§ **Supplied records**:
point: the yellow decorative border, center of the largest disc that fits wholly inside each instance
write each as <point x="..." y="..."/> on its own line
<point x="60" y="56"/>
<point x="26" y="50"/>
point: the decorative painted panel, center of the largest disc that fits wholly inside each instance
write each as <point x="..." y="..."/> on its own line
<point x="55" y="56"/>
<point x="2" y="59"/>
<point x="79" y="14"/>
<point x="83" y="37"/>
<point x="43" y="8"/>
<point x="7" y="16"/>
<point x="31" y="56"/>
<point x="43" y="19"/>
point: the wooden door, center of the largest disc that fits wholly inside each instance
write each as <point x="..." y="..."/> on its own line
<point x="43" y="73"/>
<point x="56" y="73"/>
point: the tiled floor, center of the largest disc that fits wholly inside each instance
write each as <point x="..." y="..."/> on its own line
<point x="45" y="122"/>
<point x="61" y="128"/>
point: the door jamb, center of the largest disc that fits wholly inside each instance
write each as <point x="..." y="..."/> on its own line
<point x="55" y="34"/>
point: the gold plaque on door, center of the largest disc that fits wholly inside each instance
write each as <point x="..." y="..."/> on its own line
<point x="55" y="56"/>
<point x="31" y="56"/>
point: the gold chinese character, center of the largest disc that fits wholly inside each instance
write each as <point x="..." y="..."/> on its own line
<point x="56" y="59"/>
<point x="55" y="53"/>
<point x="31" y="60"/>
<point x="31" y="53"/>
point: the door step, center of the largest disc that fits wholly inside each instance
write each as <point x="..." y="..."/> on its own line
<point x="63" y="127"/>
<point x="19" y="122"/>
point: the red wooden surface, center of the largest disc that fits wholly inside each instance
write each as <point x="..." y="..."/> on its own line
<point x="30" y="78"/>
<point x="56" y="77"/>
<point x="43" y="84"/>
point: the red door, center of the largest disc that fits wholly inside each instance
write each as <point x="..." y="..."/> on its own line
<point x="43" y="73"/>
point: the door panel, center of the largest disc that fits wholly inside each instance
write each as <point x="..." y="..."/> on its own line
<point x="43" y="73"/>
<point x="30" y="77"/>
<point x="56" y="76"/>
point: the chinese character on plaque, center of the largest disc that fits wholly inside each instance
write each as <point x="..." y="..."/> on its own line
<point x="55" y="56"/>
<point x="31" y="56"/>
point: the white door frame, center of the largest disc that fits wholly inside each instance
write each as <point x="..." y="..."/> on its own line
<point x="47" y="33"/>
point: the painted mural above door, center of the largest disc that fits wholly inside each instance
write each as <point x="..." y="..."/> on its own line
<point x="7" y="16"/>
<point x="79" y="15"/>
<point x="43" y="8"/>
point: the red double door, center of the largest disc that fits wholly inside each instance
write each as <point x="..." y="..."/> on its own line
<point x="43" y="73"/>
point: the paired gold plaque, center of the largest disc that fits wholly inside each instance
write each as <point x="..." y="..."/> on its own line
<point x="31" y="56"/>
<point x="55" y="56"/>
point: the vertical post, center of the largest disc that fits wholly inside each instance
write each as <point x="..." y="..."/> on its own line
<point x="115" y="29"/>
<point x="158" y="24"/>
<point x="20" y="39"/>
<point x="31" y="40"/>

§ **Problem**:
Repeat each record in full; every line must match exactly.

§ **Completed task**:
point: the yellow decorative border, center of the largest disc that fits wholly inside each instance
write each as <point x="..." y="..."/> on its own line
<point x="60" y="56"/>
<point x="26" y="50"/>
point: the decorative painted panel, center of the largest disc that fits wholly inside each instance
write each as <point x="..." y="..."/> on its own line
<point x="55" y="56"/>
<point x="2" y="59"/>
<point x="79" y="14"/>
<point x="83" y="37"/>
<point x="43" y="8"/>
<point x="7" y="16"/>
<point x="31" y="56"/>
<point x="43" y="19"/>
point: the wooden door, center of the largest disc that fits wholly inside each instance
write each as <point x="..." y="..."/> on its own line
<point x="43" y="73"/>
<point x="56" y="73"/>
point: the tiled floor, center of the largest disc that fits wholly inside each instance
write each as <point x="..." y="..."/> on its own line
<point x="45" y="122"/>
<point x="61" y="128"/>
point: the door jamb, center of the largest disc that fits wholly inside each instance
write each as <point x="..." y="..."/> on its own line
<point x="55" y="34"/>
point: the gold plaque on door, center of the largest disc that fits wholly inside each instance
write each as <point x="..." y="..."/> on its own line
<point x="55" y="56"/>
<point x="31" y="56"/>
point: the gold chinese character, center of the largest disc that fits wholly inside each instance
write each as <point x="..." y="..."/> on its own line
<point x="56" y="59"/>
<point x="55" y="53"/>
<point x="31" y="60"/>
<point x="31" y="53"/>
point: the door step, center of the largest disc that fits wholly inside each instance
write each as <point x="..." y="..."/> on its own line
<point x="63" y="127"/>
<point x="19" y="122"/>
point: the red wooden surface, center of the largest disc that fits wholly inside each instance
write each as <point x="..." y="..."/> on its own line
<point x="30" y="78"/>
<point x="56" y="77"/>
<point x="43" y="84"/>
point: the red door, center of the largest disc that fits wholly inside each instance
write each as <point x="..." y="..."/> on its own line
<point x="43" y="73"/>
point: the door panel, center of the largest disc that fits wholly inside each instance
write each as <point x="..." y="..."/> on its own line
<point x="43" y="73"/>
<point x="30" y="77"/>
<point x="56" y="76"/>
point: the chinese character on plaque, center of the largest disc that fits wholly inside each instance
write each as <point x="..." y="..."/> on its own line
<point x="55" y="56"/>
<point x="31" y="56"/>
point: the white door frame, center of the largest disc that fits wholly inside each instance
write each as <point x="..." y="..."/> on its own line
<point x="47" y="33"/>
point: the painted mural above door, center of the largest disc that fits wholly inside each instance
write each as <point x="..." y="..."/> on its own line
<point x="7" y="16"/>
<point x="79" y="15"/>
<point x="43" y="8"/>
point: the red double door, center of the largest disc that fits wholly inside each instance
write each as <point x="..." y="..."/> on its own line
<point x="43" y="73"/>
point: the paired gold plaque, center of the largest disc that fits wholly inside each instance
write each as <point x="..." y="..."/> on its own line
<point x="31" y="56"/>
<point x="55" y="56"/>
point: the vertical post, center of the largest disc that fits wholly inside each instance
write each as <point x="..." y="..."/> on its own line
<point x="115" y="29"/>
<point x="158" y="24"/>
<point x="20" y="39"/>
<point x="31" y="40"/>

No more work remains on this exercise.